◆ **Excerpt to read**:
====

Kodak has announced that Barnsley Hospital NHS Foundation Trust's Emergency Department has installed a File Stream electronic document management solution (EDMS), with Kodak i1320 scanner and tethered A3 flatbed accessory, to manage the emergency records of 70,000 patients seen every year. The hardware and software was supplied by Staffordshire-based, Ascot Business Solutions, in a deal worth around 15,000.
Serving a rural and urban population of around 225,000 people, Barnsley Hospital's Emergency Department has a clinical staff of seven consultants, 18 doctors and around 50 nurses who provide emergency medical care 24/7, seeing on average 200 people per day.
A huge volume of paper is generated as a result which was causing the department issues in terms of storage, management, and then subsequent access to information. Records were kept in department for 6 months, then moved to a basement area for a year and ultimately transferred to a remote and inaccessible area of the hospital nicknamed 'The Bunker' for long-term 5 year storage.
Dr Dyfrig Hughes, project leader, explains, "The longer records are in storage, the harder they are to find as each movement increases the chances of files getting mislaid. Something only needs to be slightly misfiled for it to become a really time consuming effort to later source. Secretaries were traipsing to-and-fro to get emergency cards which clearly isn't productive or efficient."
Each time a person visits, an emergency department record is produced a document containing 5 or 6 sheets of A4 which lists the patient's name and address, demographic information, a summary of the treatment provided, along with a letter to the GP which summarises the problem and care given. With the high volume of people treated annually, the department was sinking under paper, while also consuming a lot of precious space which could be better utilised for clinical care.
Dr Hughes adds, "Accessing records is important especially when treating children's illness as the past medical history is important, and we often need records for legal purposes when we have to support the Police with their inquires. With the old paper-based system, we just weren't able to access information quickly or easily."
The emergency department first considered scanning emergency records some years ago, but it was a small flood in 2008 in the storage area which tipped the balance and the Trust recognised it needed to implement an alternative computer-based solution.
Reseller, Ascot Business Solutions, supplied File Stream's EDMS solution and a Kodak i1320 departmental scanner, with tethered A3 flatbed accessory, for use in the reception area. Mark Ingram, Ascot's managing director, says, "Barnsley Hospital took a package from us. A Kodak scanner solution was recommended because of the reputation for reliability, and ability to integrate and working faultlessly with File Stream."
Compact but high performance and ergonomically designed, the duplex Kodak i1320 scanner can process 40 pages a minute in colour both sides and documents up to 34 inches long, making it an excellent desktop workhorse for the department.

====

[Saved data entries]

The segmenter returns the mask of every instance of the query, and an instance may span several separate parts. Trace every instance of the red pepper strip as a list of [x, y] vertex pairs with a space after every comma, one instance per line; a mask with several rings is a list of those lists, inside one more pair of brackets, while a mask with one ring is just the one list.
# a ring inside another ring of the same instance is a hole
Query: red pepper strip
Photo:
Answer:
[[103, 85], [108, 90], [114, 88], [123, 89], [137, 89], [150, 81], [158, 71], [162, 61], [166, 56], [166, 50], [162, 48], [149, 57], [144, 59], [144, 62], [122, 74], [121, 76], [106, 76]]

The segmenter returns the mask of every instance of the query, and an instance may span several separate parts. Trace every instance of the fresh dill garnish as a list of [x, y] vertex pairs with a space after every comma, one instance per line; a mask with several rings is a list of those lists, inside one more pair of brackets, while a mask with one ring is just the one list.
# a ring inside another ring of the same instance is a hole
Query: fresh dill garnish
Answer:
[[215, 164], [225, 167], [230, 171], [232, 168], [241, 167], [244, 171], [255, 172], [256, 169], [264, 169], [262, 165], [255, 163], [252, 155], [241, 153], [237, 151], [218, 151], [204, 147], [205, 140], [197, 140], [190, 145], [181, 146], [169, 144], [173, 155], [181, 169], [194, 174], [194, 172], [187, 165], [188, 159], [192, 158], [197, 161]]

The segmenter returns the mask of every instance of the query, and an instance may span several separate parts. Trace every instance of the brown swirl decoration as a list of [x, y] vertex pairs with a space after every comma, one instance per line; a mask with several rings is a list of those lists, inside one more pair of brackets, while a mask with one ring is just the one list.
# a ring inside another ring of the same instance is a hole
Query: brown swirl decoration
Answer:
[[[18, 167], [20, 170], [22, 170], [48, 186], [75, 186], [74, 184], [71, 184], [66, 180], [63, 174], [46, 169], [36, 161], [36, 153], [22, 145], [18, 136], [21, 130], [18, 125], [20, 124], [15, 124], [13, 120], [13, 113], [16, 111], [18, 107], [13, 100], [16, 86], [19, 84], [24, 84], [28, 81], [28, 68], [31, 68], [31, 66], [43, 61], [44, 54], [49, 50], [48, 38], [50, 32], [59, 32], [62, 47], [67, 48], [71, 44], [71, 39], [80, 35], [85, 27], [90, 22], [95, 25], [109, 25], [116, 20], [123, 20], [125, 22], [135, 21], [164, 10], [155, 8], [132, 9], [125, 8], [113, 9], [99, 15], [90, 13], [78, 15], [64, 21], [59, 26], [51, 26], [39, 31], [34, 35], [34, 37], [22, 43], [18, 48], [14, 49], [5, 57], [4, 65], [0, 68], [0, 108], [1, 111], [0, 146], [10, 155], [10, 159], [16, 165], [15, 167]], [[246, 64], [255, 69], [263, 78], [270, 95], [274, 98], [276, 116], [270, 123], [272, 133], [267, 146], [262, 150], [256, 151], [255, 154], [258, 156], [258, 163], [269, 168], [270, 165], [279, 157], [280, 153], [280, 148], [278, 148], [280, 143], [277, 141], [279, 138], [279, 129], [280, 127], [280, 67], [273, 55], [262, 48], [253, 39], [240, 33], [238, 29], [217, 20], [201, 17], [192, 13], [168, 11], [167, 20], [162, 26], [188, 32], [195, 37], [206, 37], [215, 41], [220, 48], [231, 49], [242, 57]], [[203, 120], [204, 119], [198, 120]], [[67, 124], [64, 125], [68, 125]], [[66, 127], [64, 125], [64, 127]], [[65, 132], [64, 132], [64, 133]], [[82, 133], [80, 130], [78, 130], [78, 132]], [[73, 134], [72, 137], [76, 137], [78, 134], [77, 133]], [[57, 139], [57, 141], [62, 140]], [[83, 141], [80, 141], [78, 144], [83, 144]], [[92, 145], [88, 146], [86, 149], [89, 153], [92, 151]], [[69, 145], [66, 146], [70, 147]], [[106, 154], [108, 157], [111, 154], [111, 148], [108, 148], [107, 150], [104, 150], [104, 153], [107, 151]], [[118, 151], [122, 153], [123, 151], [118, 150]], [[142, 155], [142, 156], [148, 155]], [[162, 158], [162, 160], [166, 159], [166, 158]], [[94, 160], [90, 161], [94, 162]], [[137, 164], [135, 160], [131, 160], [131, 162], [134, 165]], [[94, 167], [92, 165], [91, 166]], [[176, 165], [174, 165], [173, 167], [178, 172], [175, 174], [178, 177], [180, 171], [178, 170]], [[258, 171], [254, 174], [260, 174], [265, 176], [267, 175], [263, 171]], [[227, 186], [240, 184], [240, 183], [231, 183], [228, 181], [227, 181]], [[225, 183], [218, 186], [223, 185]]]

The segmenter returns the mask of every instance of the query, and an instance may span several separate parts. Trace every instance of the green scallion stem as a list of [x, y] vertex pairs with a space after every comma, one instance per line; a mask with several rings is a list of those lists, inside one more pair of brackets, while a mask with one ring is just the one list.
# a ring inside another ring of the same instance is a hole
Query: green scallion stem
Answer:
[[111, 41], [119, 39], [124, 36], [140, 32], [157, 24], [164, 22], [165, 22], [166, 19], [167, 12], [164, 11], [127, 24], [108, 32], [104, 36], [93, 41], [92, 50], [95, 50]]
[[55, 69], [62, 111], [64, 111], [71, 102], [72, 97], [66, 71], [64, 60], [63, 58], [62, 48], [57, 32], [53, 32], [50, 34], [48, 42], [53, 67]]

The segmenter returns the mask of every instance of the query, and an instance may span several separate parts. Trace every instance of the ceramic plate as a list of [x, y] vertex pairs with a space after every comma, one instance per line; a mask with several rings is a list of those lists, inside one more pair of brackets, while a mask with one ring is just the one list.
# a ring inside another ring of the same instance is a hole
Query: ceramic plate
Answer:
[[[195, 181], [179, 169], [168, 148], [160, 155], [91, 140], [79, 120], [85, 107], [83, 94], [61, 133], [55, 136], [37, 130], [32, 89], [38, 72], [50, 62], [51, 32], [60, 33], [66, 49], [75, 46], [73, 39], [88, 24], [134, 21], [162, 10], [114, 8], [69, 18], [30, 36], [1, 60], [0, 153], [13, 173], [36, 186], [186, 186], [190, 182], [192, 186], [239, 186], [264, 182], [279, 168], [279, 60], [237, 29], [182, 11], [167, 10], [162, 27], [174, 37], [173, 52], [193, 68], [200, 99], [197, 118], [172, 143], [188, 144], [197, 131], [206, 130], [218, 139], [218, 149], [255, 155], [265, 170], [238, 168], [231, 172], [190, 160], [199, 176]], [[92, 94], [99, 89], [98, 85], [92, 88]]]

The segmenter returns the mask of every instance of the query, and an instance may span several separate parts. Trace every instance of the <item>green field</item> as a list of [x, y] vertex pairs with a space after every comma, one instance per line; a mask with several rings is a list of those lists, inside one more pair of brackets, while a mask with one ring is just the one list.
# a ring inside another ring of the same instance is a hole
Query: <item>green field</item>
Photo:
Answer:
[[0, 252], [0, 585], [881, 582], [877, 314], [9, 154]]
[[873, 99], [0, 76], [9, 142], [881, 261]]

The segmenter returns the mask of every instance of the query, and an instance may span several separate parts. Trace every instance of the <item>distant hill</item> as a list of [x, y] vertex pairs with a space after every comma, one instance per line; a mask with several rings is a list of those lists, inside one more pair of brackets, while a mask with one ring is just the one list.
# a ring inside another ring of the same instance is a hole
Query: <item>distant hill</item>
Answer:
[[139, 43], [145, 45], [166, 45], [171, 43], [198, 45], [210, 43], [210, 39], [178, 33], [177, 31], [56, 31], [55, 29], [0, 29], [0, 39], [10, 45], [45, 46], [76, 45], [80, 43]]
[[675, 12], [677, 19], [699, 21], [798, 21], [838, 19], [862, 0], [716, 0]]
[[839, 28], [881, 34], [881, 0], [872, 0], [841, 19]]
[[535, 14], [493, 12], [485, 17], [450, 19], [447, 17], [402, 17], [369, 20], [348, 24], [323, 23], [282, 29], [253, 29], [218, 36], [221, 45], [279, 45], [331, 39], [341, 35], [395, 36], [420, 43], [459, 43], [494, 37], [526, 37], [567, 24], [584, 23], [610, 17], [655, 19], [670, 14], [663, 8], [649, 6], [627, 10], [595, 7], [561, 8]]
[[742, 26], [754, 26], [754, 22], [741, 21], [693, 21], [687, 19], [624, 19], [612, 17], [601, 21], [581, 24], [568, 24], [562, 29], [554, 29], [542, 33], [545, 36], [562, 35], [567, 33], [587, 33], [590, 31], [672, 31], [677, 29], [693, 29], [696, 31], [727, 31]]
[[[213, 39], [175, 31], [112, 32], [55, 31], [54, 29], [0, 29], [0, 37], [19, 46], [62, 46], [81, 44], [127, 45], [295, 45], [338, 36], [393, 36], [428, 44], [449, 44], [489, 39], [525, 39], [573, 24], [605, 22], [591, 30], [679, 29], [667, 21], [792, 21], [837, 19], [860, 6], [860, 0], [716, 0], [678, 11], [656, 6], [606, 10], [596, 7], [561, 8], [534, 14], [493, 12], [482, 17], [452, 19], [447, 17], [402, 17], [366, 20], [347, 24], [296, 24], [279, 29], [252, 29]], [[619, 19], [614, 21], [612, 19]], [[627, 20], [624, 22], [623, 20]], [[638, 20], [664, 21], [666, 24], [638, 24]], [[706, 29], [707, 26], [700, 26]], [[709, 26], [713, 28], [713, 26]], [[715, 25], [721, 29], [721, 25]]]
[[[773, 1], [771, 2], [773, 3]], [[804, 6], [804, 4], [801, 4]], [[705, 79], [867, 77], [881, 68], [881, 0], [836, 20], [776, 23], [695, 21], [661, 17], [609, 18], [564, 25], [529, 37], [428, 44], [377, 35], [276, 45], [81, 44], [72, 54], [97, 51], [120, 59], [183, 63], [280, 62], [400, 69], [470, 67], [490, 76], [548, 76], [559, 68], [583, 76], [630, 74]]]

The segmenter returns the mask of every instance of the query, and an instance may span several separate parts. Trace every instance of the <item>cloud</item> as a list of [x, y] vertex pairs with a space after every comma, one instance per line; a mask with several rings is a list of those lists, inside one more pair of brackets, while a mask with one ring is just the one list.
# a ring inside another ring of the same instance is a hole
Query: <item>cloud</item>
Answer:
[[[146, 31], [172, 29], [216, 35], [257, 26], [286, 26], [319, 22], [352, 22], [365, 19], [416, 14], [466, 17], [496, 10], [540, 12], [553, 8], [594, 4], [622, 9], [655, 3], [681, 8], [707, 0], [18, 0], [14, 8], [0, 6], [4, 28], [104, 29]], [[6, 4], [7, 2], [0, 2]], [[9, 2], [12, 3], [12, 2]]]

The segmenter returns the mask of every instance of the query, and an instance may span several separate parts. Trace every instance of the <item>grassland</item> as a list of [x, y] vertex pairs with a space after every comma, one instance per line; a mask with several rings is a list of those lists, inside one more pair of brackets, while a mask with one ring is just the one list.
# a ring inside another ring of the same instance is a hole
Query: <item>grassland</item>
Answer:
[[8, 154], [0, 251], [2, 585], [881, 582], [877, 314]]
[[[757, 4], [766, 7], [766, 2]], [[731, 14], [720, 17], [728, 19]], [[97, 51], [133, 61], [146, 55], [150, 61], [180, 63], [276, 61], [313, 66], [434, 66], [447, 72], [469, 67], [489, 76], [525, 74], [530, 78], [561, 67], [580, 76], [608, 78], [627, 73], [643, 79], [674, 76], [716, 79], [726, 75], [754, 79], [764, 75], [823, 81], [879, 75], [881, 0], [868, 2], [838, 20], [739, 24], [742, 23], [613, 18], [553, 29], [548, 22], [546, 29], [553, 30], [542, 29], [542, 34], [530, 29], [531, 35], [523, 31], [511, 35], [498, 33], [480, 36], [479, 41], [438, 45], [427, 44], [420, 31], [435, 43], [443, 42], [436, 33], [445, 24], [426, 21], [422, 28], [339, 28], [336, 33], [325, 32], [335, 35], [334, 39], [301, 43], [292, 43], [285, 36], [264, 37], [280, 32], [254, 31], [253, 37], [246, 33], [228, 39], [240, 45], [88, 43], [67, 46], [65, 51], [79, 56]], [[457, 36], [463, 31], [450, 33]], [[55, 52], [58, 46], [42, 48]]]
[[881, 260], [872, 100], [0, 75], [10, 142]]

====

◆ **To do**:
A – In the article on Barnsley Hospital's emergency records, condense the paragraph that begins "A huge volume of paper is generated" into a shorter version that keeps its main facts.
B – Resume the article on Barnsley Hospital's emergency records, starting after its final sentence.

◆ **Outputs for the tasks**:
A – The department's large volume of paper created problems with storage, management and later access to information. Records stayed in the department for six months and then in a basement area for a year. They were then moved for five years of long-term storage to a remote, inaccessible part of the hospital known as "The Bunker."

B –
Featuring 600 dpi optical resolution, the i1320 scanner comes with Kodak's Perfect Page imaging technology which ensures that the best possible scanned images are produced first time, every time irrespective of paper type which is ideal for a hospital environment.
Gary Jones, File Stream's UK marketing manager, said, "It's a busy little scanner. When you arrive in the emergency department, the receptionist extracts information from the PAS (Patient Administration System) about who you are, prints a top sheet, adds blank pages for medical staff to then fill in and puts the whole lot in a folder. This then follows the patient around, making a loop around the department, with the whole file then scanned in at the end, and the paper destroyed."
The File Stream EDMS has also improved the integrity and security of the emergency record. Urine tests, blood results and heart tracings are all produced using different pieces of coloured paper which the Kodak scanner easily copes with. Everything is now scanned and incorporated in the electronic file thus avoiding any possibility that paper could go astray.
Accessible to authorised medical staff, searching for information is now a breeze and can be done on date of birth, date of attendance, GP, gender, emergency department number and so on. The new system allows doctors to email documents to each other if required and offers instant access to information on patients. Dr Hughes explains, "If I am on a ward, I can call up the notes on a patient who came in the previous day without the need to find the physical records or ring down to secretaries to ask them to find or copy them."
In addition, a lot of time and effort managing emergency cards is saved, with the storage space in the department freed to make room for an expanded children's area.
Neil Murphy, Kodak's UK sales manager for document imaging, says, "For a relatively modest investment, Barnsley Hospital has installed a simple-to-use yet robust departmental solution which does away with paper and means staff can focus on helping critically ill patients get better rather than wasting time managing an unmanageable paper process."